## Input material
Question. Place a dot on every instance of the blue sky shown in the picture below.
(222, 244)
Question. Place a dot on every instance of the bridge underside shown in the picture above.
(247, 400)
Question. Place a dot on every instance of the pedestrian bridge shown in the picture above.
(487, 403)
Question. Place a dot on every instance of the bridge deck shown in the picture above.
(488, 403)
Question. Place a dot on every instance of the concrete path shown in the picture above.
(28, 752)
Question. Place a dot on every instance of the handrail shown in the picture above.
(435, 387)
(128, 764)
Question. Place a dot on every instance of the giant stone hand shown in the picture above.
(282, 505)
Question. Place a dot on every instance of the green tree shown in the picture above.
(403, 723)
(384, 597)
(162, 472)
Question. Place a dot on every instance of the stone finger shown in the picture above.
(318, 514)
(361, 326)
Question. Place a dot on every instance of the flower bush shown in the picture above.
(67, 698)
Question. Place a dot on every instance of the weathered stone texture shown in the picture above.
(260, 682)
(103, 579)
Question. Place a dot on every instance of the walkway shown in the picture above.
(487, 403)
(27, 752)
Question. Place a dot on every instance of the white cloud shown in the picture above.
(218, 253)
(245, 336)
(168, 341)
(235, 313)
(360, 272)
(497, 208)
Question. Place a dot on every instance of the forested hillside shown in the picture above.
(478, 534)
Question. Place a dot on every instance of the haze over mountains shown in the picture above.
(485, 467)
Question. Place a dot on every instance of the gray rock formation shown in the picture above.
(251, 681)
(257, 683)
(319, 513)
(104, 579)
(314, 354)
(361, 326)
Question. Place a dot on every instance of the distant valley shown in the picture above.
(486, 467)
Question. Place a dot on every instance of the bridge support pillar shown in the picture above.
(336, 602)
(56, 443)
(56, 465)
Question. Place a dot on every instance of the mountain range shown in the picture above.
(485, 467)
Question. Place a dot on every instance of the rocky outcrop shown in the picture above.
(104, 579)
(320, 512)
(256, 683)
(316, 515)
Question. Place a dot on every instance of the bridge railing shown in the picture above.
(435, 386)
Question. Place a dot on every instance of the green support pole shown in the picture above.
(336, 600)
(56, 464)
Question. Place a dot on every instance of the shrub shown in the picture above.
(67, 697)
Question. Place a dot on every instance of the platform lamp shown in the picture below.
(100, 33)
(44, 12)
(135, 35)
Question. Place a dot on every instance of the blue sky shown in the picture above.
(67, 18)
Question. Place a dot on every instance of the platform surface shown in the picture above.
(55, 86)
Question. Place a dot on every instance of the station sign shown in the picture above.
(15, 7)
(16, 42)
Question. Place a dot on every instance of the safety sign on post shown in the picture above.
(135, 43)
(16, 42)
* * *
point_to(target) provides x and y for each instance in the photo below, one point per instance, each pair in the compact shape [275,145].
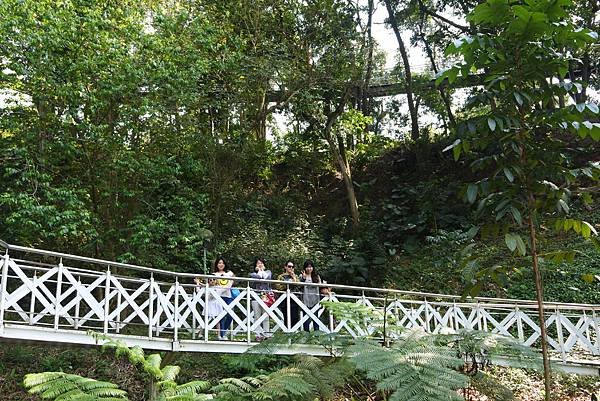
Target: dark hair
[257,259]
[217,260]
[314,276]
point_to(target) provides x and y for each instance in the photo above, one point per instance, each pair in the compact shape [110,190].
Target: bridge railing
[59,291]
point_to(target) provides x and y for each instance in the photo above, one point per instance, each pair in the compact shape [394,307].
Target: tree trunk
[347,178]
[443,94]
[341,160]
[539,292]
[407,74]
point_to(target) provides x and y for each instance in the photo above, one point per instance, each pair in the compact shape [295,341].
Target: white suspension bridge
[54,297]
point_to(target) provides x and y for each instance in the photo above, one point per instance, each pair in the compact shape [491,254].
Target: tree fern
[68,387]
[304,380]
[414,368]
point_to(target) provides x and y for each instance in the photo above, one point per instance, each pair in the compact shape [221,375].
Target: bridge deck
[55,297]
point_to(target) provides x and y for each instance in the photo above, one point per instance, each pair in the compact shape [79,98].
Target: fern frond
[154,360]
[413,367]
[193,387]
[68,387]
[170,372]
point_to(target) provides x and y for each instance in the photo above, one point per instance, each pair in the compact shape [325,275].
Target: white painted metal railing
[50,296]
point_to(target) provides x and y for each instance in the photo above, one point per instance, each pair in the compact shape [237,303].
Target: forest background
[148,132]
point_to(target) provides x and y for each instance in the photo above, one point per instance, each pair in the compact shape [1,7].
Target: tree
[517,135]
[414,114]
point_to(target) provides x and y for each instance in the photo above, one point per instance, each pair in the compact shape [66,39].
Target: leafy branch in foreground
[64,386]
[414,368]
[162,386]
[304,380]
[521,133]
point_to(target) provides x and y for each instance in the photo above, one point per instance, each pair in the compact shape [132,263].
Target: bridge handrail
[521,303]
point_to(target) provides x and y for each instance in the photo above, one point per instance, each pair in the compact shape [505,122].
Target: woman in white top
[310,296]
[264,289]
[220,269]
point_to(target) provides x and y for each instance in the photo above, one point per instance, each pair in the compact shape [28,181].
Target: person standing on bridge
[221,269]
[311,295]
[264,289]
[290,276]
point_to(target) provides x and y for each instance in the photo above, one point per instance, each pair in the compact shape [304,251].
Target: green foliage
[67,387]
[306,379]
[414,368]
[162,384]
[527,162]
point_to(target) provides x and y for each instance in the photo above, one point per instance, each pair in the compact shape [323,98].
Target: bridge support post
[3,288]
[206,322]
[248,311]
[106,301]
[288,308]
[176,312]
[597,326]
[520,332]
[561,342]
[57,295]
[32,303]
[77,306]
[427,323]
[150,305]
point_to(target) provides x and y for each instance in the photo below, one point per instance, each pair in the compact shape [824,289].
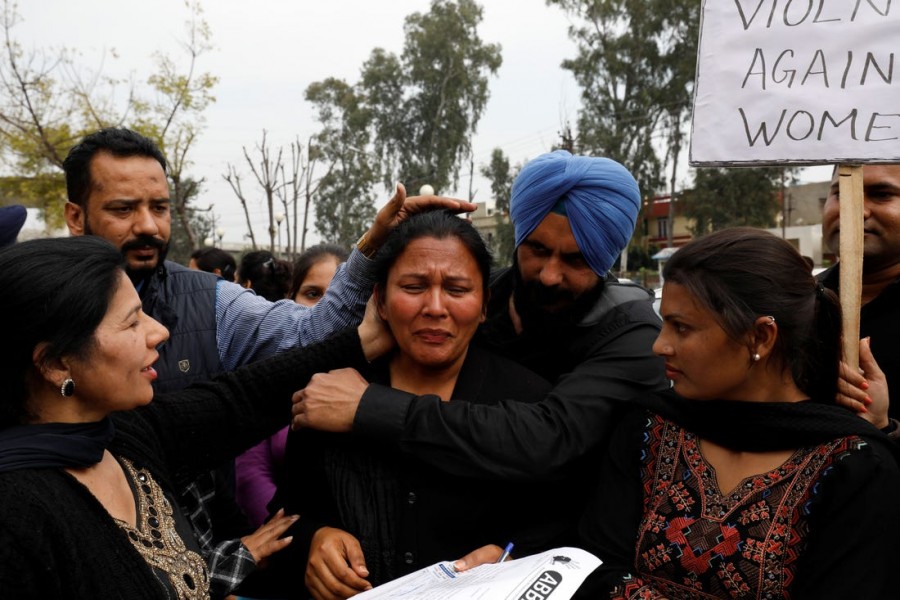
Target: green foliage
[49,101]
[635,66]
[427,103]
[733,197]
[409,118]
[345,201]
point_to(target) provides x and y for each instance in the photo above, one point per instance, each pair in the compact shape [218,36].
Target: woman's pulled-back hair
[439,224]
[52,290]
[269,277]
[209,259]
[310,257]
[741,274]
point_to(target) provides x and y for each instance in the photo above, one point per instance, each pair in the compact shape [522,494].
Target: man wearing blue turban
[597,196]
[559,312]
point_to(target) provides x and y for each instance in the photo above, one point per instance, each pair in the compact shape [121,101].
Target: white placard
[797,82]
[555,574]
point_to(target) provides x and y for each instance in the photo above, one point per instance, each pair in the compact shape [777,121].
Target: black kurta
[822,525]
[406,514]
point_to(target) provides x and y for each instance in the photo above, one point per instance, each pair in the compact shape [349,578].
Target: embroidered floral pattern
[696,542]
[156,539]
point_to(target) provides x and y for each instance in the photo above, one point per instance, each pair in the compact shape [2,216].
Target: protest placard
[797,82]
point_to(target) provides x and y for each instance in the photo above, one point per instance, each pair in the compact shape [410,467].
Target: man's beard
...
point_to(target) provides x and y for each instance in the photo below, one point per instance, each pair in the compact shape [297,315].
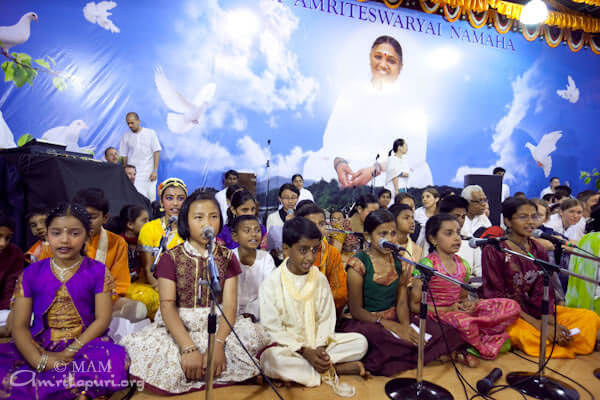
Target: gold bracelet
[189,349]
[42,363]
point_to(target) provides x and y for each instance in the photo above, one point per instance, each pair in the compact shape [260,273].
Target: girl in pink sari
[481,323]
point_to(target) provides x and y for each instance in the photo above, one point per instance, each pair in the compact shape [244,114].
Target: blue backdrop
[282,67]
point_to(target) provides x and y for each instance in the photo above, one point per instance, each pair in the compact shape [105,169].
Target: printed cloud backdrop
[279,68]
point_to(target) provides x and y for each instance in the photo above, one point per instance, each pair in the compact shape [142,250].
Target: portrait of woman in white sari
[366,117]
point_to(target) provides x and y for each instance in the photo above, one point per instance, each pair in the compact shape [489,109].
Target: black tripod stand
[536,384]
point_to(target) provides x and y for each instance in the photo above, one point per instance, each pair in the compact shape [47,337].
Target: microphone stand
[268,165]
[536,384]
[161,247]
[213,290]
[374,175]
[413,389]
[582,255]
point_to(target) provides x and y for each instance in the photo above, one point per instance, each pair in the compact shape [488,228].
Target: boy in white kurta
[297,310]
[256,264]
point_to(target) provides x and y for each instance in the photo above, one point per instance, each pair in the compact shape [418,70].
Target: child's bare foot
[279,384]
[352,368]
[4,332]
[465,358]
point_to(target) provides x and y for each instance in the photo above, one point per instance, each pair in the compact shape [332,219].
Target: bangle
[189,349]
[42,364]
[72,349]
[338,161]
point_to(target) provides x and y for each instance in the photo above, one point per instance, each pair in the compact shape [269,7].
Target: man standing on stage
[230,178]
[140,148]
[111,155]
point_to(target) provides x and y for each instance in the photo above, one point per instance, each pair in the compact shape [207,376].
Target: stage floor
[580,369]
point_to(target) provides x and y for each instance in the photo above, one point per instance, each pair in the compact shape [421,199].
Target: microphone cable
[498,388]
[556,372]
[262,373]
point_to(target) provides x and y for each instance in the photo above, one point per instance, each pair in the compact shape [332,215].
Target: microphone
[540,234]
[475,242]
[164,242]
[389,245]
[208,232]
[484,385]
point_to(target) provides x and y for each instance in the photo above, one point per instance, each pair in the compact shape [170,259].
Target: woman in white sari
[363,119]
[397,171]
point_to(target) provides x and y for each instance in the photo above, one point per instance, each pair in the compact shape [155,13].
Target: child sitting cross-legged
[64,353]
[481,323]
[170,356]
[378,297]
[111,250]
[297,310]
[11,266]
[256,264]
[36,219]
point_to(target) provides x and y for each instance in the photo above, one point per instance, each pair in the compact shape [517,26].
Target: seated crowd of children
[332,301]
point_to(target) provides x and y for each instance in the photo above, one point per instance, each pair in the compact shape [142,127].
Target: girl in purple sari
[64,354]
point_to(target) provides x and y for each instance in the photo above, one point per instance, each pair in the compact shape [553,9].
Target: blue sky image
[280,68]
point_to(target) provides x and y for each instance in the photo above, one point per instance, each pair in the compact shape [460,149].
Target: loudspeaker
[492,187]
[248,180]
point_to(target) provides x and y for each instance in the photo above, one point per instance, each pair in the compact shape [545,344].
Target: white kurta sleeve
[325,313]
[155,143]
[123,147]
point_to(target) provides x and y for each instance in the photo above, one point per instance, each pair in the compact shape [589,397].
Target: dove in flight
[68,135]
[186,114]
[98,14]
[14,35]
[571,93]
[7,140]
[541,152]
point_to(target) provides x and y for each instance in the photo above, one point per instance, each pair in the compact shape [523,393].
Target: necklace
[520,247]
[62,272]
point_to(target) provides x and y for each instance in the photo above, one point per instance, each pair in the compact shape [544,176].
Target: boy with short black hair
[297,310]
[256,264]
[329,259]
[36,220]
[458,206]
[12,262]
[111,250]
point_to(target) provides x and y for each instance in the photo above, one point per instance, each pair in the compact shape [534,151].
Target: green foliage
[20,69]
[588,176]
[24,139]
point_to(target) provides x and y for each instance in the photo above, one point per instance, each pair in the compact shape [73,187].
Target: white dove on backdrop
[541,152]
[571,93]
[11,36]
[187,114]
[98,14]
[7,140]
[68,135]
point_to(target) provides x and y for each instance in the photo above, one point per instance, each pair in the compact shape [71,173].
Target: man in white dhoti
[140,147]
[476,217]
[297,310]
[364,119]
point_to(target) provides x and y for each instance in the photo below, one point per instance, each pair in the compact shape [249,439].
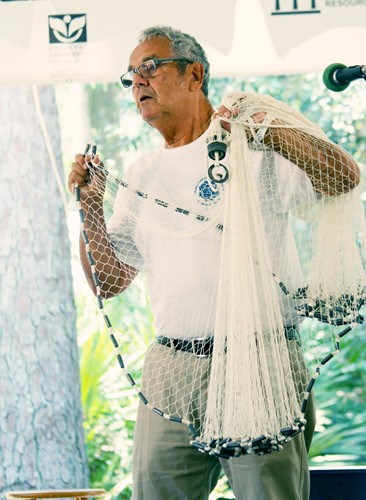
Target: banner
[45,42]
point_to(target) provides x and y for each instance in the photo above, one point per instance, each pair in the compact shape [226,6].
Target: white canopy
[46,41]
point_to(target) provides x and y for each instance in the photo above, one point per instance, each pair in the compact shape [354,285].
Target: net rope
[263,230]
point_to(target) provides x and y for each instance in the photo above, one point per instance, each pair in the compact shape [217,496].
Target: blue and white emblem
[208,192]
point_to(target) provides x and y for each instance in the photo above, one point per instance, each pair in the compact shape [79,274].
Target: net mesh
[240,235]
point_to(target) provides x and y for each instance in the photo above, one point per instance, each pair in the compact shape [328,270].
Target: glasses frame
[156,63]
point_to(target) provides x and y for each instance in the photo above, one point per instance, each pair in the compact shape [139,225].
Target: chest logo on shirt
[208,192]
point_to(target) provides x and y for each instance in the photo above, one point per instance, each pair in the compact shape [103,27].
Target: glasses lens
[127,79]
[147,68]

## Your instructions
Find "Target: dark hair" in the entries above and copy that whole line exactly, then each line after it through the line that contains "compact shape [394,307].".

## Solution to this problem
Target: dark hair
[257,259]
[217,260]
[314,276]
point_to(target) provides x and y for each instance in the photo above, one point per instance, each pair in the compact shape [110,190].
Target: bridge railing
[59,291]
point_to(target) provides x and y for each instance in the photo above, one point per instance, each pair in the compact shape [394,307].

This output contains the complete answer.